[[ Recorded data, beginning ]]

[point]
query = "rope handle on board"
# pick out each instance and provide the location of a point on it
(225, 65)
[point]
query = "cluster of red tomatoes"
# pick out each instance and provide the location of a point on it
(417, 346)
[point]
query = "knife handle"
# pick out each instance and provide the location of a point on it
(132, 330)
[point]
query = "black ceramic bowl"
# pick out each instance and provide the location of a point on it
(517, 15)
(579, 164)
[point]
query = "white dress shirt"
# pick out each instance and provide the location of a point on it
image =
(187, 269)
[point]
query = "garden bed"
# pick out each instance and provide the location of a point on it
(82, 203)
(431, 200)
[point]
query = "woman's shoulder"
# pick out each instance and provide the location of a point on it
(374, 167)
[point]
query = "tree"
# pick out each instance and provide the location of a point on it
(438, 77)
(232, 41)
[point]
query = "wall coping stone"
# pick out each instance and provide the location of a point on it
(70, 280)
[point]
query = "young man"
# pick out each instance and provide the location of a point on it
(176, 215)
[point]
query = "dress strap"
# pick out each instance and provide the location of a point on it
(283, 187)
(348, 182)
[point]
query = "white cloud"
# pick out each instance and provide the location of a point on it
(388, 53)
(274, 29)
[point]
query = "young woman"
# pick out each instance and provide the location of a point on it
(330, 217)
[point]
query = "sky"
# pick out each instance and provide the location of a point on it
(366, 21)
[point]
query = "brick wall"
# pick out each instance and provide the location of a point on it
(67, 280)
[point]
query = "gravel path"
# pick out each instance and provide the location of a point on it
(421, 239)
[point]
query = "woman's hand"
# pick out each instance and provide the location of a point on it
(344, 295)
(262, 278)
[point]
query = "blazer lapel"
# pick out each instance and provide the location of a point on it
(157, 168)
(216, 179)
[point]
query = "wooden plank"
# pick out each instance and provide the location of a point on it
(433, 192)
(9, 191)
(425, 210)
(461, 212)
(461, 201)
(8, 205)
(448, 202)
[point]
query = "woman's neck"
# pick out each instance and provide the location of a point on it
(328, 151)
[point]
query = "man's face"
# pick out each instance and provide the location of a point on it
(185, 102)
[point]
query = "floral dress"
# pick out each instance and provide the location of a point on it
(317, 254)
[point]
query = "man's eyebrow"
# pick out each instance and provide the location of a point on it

[[ Recorded data, end ]]

Task item:
Please return all of the records exactly as they appear.

The completed task:
[point]
query = "rope handle on board"
# pick out each instance and provide the location of a point on it
(225, 65)
[point]
query = "cluster of red tomatoes"
# pick out each instance and provide the location of a point on it
(417, 346)
[point]
query = "knife handle"
# pick out each instance and provide the location of a point on it
(132, 330)
[point]
query = "black ceramic bowl"
# pick out each instance and provide the location of a point on it
(517, 15)
(579, 164)
[point]
query = "white dress shirt"
# pick out each instance and provide the location of a point on it
image =
(187, 269)
[point]
query = "garden bed"
# pick out each instance and provide the location of a point on it
(82, 203)
(431, 200)
[point]
query = "woman's shoulder"
# pick out each instance and provide the location of a point on it
(374, 167)
[point]
query = "tree"
# pick out each instance and provide the location of a point on it
(438, 77)
(232, 41)
[point]
query = "wall coping stone"
# pick out each instance and provide the location of a point on it
(70, 280)
[point]
query = "young man"
# pick out each instance and provide the location of a point on it
(176, 215)
[point]
query = "dress strap"
# pick out each instance and provide the location of a point on it
(283, 187)
(348, 182)
[point]
query = "white cloud"
# pick out each instance and provide the location of a point on it
(388, 53)
(274, 29)
[point]
query = "young woman"
# pick out each instance and provide the location of a point on it
(330, 217)
[point]
query = "sky"
# pick out each instance and provide the location of a point on it
(366, 21)
[point]
query = "brick wall"
# pick out each instance and provide the location of a point on it
(67, 280)
[point]
query = "gravel path"
# pick out each instance and provide the location of a point on it
(421, 239)
[point]
query = "woman's hand"
# pick out each instance and provide the location of a point on it
(344, 295)
(262, 278)
[point]
query = "blazer lapel"
# pick out each instance and provide the location of a point on it
(157, 168)
(216, 179)
[point]
query = "wooden plank"
# pick out each instance and provide the location of a point on it
(433, 192)
(9, 191)
(425, 210)
(461, 212)
(461, 201)
(8, 205)
(448, 202)
[point]
query = "woman's neck"
# pick out each instance and provide the location of a point on it
(328, 151)
[point]
query = "man's face"
# pick out each instance and provide the location of a point on it
(185, 102)
[point]
query = "floral dress"
# pick out each instance and provide the location of a point on it
(317, 254)
[point]
query = "man's eyebrow"
# pick out each instance and provide the location of a point on it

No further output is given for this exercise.